Passage given:
Waterfall, Location Unknown (?)

I suppose I’m keeping my brain on a short-leash at the moment. Subsuming the need to think too much or ponder too deeply. Introspection poses too many problems. It’s that nagging awareness that I’m holding things at bay, not allowing any tears in front of Corey before he left, for example. If I don’t allow myself to think past the surface, if I don’t move past the dust bunnies and the dirty clothes, if I don’t sit alone with my thoughts, then perhaps this ache that is creeping into my heart can be assuaged.

I’m okay, really. I mean, more okay than I expected to be, which is what worries me. I have this tendency to build walls inside without realizing it. I mean, I admit that I exist in a constant state of grief and loss. I would be lying if I claimed anything else. That loss exists in the background of my reality—a thin membrane that cloaks everything without suffocating it. If I allow it to come to the forefront, it can be all-consuming, which is why I usually just feel the subtle vibrations of its existence.

I have taught myself postpone my confrontations with that aspect of myself, to walk carefully on the surface. At least, that is what I tell myself, and sometimes saying things silently over and over does make it so. Sometimes.

More later. Peace.

Music by Shuyler Fisk, “Waking Life”

To do:
(1) According to the journal entry, in front of whom did the writer avoid crying before he left?
(2) Revise the journal entry, starting with "I suppose I’m" and going on through "can be assuaged.", so that "dust bunnies" is replaced with "cobwebs".

Information shown:
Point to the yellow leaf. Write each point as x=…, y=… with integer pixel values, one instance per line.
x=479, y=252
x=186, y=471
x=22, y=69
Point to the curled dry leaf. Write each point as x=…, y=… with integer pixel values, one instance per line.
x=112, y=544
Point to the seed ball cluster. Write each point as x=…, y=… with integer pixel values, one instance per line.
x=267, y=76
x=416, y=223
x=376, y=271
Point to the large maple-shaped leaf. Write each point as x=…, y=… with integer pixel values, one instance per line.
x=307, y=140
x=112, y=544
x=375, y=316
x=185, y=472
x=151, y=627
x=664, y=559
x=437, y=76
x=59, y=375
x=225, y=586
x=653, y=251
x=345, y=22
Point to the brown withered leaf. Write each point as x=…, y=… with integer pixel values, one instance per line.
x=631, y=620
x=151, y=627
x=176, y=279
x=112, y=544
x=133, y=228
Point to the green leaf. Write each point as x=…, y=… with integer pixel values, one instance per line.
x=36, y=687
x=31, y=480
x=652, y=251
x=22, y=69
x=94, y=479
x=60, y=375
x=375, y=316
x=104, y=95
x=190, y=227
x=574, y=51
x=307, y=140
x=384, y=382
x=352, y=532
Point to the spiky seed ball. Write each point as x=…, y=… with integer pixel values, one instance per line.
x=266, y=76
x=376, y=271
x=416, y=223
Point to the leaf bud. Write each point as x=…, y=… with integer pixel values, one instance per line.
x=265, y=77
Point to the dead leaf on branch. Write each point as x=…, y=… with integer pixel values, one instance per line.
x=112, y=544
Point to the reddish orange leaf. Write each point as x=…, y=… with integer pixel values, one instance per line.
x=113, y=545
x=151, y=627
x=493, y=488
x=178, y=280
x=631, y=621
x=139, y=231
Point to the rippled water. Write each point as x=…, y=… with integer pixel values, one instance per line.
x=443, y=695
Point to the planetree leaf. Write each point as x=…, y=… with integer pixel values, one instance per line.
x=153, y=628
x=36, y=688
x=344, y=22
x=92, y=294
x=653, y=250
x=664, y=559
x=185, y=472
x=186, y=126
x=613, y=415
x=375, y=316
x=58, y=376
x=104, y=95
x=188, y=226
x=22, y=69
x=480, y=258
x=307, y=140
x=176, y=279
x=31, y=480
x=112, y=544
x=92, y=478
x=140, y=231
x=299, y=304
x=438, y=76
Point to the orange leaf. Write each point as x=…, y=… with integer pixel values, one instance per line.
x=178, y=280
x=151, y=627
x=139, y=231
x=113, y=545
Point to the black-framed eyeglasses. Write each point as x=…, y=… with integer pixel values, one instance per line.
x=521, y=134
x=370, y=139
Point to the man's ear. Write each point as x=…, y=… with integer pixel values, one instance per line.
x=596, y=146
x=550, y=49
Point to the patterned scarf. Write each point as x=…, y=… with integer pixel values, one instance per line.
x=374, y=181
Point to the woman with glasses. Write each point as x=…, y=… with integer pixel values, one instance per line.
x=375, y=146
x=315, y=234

Task answers:
(1) Corey

(2)
I suppose I’m keeping my brain on a short-leash at the moment. Subsuming the need to think too much or ponder too deeply. Introspection poses too many problems. It’s that nagging awareness that I’m holding things at bay, not allowing any tears in front of Corey before he left, for example. If I don’t allow myself to think past the surface, if I don’t move past the cobwebs and the dirty clothes, if I don’t sit alone with my thoughts, then perhaps this ache that is creeping into my heart can be assuaged.